→ What is being asked:
Going through the material below, please gather all lines with the word "positive" in them.

==========

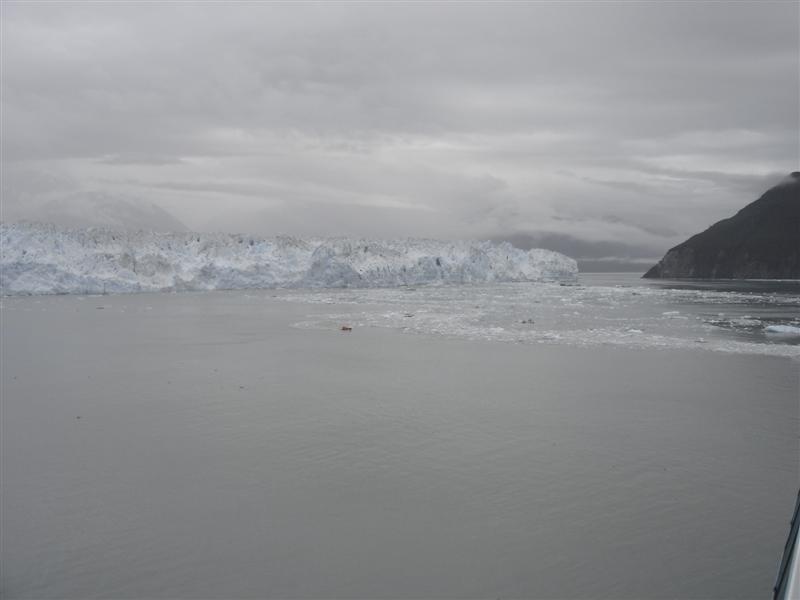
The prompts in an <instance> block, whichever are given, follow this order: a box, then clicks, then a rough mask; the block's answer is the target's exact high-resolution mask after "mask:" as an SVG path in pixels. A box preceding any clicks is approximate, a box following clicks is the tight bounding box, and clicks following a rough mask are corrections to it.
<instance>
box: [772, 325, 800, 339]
mask: <svg viewBox="0 0 800 600" xmlns="http://www.w3.org/2000/svg"><path fill="white" fill-rule="evenodd" d="M764 332H765V333H767V334H768V335H769V334H772V335H782V336H789V337H800V327H795V326H794V325H767V326H766V327H764Z"/></svg>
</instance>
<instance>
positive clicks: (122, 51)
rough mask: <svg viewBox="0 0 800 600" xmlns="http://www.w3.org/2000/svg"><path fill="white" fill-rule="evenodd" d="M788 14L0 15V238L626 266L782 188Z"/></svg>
mask: <svg viewBox="0 0 800 600" xmlns="http://www.w3.org/2000/svg"><path fill="white" fill-rule="evenodd" d="M799 12H800V5H798V4H796V3H782V2H762V3H735V4H718V3H703V4H692V5H689V4H683V3H669V4H654V3H635V4H634V3H602V4H572V3H569V4H549V3H534V4H500V5H490V4H458V5H456V4H449V3H432V4H425V5H422V4H380V5H378V4H375V5H353V4H345V3H342V4H337V3H331V4H324V5H323V4H298V5H284V4H272V3H264V4H257V3H242V4H224V5H223V4H182V3H181V4H179V3H174V4H160V5H156V4H144V3H131V4H100V3H35V4H34V3H19V2H5V3H3V5H2V34H3V35H2V68H3V79H2V88H3V90H2V91H3V130H4V131H3V140H2V146H3V148H2V150H3V159H2V161H3V189H2V217H3V220H9V221H10V220H16V219H20V218H28V219H41V220H48V218H49V219H50V220H59V219H63V215H65V214H69V215H71V218H72V217H74V218H75V220H74V221H73V222H71V223H70V224H74V223H78V222H80V217H81V215H83V216H85V217H86V221H87V222H88V224H91V219H90V218H89V217H91V216H92V215H91V214H90V213H92V209H87V208H83V207H86V206H95V205H97V202H98V198H102V199H103V200H102V202H103V203H104V206H112V207H113V206H118V207H123V208H124V207H128V208H130V207H131V206H134V207H136V206H138V207H142V209H143V211H144V212H145V213H147V212H148V211H150V212H149V213H148V214H152V215H155V214H156V213H158V215H159V222H160V223H161V225H159V224H154V225H153V227H156V228H159V227H171V228H174V227H178V226H185V227H186V228H188V229H191V230H200V231H231V232H242V233H253V234H258V235H274V234H277V233H287V234H292V235H298V236H316V235H363V236H370V237H385V238H396V237H405V236H415V237H431V238H442V239H458V238H472V239H476V238H477V239H495V240H509V241H514V240H516V243H518V244H521V245H522V247H525V246H529V245H530V244H541V245H543V246H545V247H550V248H552V249H554V250H557V251H561V252H565V253H566V254H569V255H571V256H574V257H576V258H579V259H587V260H590V261H591V260H595V261H602V260H606V261H608V260H612V259H613V260H617V259H618V260H620V261H622V262H625V261H628V262H630V263H632V264H634V265H636V264H638V263H641V262H642V261H646V260H649V259H651V258H654V257H658V256H660V255H661V254H662V253H663V252H664V251H665V250H666V249H667V248H669V247H671V246H673V245H675V244H676V243H678V242H680V241H682V240H683V239H685V238H686V237H687V236H688V235H691V234H693V233H696V232H697V231H698V230H701V229H703V228H704V227H706V226H708V225H709V224H711V223H712V222H714V221H716V220H719V219H721V218H724V217H727V216H730V215H731V214H733V213H734V212H736V210H738V209H739V208H741V207H742V206H744V205H745V204H747V203H748V202H750V201H752V200H754V199H755V198H757V197H758V196H759V195H760V194H761V193H763V191H764V190H766V189H767V188H768V187H770V186H771V185H773V184H775V183H777V182H779V181H780V179H781V178H782V177H785V176H786V174H787V173H788V172H790V171H794V170H797V168H798V164H800V149H799V148H798V132H799V131H800V126H799V125H798V120H799V118H800V117H799V116H798V110H797V107H798V105H800V98H799V97H798V89H799V87H800V86H799V82H798V78H799V77H800V75H798V72H800V25H799V24H798V23H800V19H799V17H800V14H798V13H799ZM153 205H154V206H155V207H156V210H155V212H153V209H152V206H153ZM54 207H58V210H56V208H54ZM109 210H112V209H109ZM159 210H161V211H165V212H164V214H166V215H167V217H164V215H163V214H161V213H160V212H158V211H159ZM123 212H124V211H123ZM126 214H129V215H130V214H131V213H126ZM95 216H96V215H95ZM101 216H102V215H101ZM162 217H163V218H162ZM137 218H138V217H136V218H134V217H132V216H131V217H130V219H131V220H132V221H136V219H137ZM153 222H154V223H155V221H153ZM167 223H169V225H167Z"/></svg>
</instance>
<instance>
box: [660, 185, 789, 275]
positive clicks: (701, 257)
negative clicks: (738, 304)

==========

→ Expected answer:
positive clicks: (122, 51)
positive clicks: (701, 257)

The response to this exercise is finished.